• **Written task**
Gather every line of the data below that contains the string "metal" and copy each one unchanged.

• **Listed records**
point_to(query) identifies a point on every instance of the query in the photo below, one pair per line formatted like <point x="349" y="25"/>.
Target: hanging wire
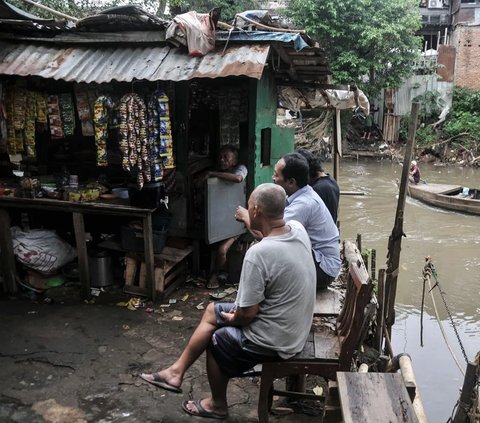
<point x="428" y="271"/>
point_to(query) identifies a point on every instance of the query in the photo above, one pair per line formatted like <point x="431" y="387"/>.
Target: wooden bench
<point x="170" y="271"/>
<point x="326" y="351"/>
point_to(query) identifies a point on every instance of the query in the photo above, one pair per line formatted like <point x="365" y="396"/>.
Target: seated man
<point x="231" y="171"/>
<point x="271" y="316"/>
<point x="305" y="206"/>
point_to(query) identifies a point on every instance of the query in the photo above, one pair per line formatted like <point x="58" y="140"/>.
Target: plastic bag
<point x="198" y="29"/>
<point x="42" y="250"/>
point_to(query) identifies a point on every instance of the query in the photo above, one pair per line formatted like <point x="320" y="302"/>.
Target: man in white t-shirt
<point x="231" y="171"/>
<point x="272" y="314"/>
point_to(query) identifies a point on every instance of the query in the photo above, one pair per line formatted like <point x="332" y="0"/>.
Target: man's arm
<point x="226" y="176"/>
<point x="242" y="216"/>
<point x="241" y="316"/>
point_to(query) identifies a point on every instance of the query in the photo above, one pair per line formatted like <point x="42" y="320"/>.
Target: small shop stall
<point x="110" y="134"/>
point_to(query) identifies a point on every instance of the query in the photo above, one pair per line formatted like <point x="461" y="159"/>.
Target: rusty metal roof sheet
<point x="125" y="63"/>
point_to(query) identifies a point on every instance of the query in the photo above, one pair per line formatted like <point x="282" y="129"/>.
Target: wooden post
<point x="406" y="369"/>
<point x="395" y="239"/>
<point x="149" y="259"/>
<point x="373" y="268"/>
<point x="381" y="309"/>
<point x="337" y="144"/>
<point x="359" y="242"/>
<point x="79" y="229"/>
<point x="7" y="259"/>
<point x="466" y="396"/>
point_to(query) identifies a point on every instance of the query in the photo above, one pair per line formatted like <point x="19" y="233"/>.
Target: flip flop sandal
<point x="160" y="383"/>
<point x="201" y="412"/>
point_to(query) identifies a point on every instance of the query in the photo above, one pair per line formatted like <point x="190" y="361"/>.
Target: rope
<point x="428" y="270"/>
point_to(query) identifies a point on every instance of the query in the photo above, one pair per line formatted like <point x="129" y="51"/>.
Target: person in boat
<point x="414" y="173"/>
<point x="231" y="171"/>
<point x="322" y="183"/>
<point x="270" y="318"/>
<point x="305" y="206"/>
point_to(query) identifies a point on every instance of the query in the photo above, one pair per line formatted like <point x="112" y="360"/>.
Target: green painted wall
<point x="263" y="109"/>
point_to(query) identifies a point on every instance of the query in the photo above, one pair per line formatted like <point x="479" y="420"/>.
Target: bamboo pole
<point x="52" y="11"/>
<point x="381" y="309"/>
<point x="395" y="239"/>
<point x="406" y="370"/>
<point x="467" y="394"/>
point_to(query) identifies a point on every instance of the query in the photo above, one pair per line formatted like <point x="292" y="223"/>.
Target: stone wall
<point x="466" y="39"/>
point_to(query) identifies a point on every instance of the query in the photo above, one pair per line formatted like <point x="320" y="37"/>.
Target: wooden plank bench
<point x="374" y="398"/>
<point x="328" y="303"/>
<point x="325" y="351"/>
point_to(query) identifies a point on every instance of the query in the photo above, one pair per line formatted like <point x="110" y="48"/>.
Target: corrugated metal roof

• **Finished exercise**
Target: rusty metal roof sheet
Target: corrugated metal roof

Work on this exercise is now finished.